_Série d'exercices_.
- A) Citez mot pour mot le passage du texte sur la grève générale qui commence par « Comme l'écrivait Daniel » et va jusqu'à « avec ce texte. ».
- B) Selon le texte sur la grève générale, quel événement a changé la donne ?
- C) Dans le texte sur la grève générale, relevez toutes les valeurs sur lesquelles devrait reposer la révolution souhaitée.

_Passage cité_.
La chute du mur de Berlin a changé la donne. Quel horizon politique a-t-on puisque le « communisme » (ou plutôt sa caricature stalinienne) a échoué ? De plus, qui dit horizon politique différent dit stratégie différente. C’est à ce débat que je souhaite contribuer. Je considère toujours la grève comme utile et indispensable (de préférence générale). Mais comment penser qu'une telle explosion sociale est envisageable à l’heure où les syndicats et les partis politiques de la gauche radicale se défont ? Comment miser sur une grève générale quand nous ne parvenons même pas à faire deux jours de grèves de suite alors que notre système de retraite est attaqué ? Il est certes aisé de me répondre que la vie sociale et politique est faite de rythmes divergents, de flux et de reflux discordants. Il est vrai également qu'il n'est pas possible de prévoir ou ne pas prévoir une révolution. Elle arrive ou n'arrive pas et nous n'y pouvons (presque) rien. L'utilisation de « presque » entre parenthèse n'est pas anodine. Elle est même le fruit de l'essentiel de mon billet. Je n'invente rien en écrivant qu'une révolution ne se décrète pas et je n'invente rien, non plus, en disant qu'elle se provoque. Non comme la cause logique d'une stratégie parfaite mais comme le résultat logique de phénomènes sociaux et politiques sur lesquels il est possible d'influer sans connaître l'exactitude de l'équation dans laquelle nous sommes nous-mêmes engagés. Je ne dis pas qu’il ne faut plus compter sur la grève générale. Je dis qu’il ne faut pas l’attendre, passivement, et ne miser que sur elle. 

Il est temps, à mon sens, d’amorcer des bases politiques et idéologiques afin d'agir concrètement dans la sphère matérielle qui nous entoure et nous forme. Revenir aux fondamentaux afin de redonner espoir et de guider la colère légitime et massive des peuples vers le chemin d’une révolution basée sur les valeurs de solidarité, de partage, d’égalité et de respect de l’environnement. Oui, retrouver les fondamentaux de l'engagement pour la lutte contre l'injustice qui commence souvent par un sentiment subjectif de mal-être.

Comme l'écrivait Daniel Bensaïd : « L'indignation est un commencement. Une manière de se lever et de se mettre en route. On s'indigne, on s'insurge, et puis on voit. On s'indigne passionnément avant même de trouver les raisons de cette passion. On pose les principes avant de connaître la règle à calculer les intérêts et les opportunités ». C’est ce que, modestement, je tente de prolonger avec ce texte.

_Données fournies_.
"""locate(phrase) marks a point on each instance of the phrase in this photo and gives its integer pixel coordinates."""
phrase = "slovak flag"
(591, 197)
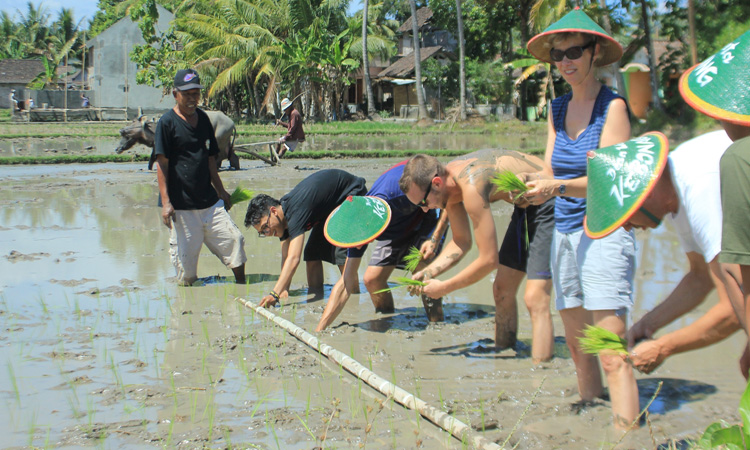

_Résultats de l'exercice_.
- A)
Comme l'écrivait Daniel Bensaïd : « L'indignation est un commencement. Une manière de se lever et de se mettre en route. On s'indigne, on s'insurge, et puis on voit. On s'indigne passionnément avant même de trouver les raisons de cette passion. On pose les principes avant de connaître la règle à calculer les intérêts et les opportunités ». C’est ce que, modestement, je tente de prolonger avec ce texte.

- B) La chute du mur de Berlin.

- C) La solidarité, le partage, l'égalité et le respect de l'environnement.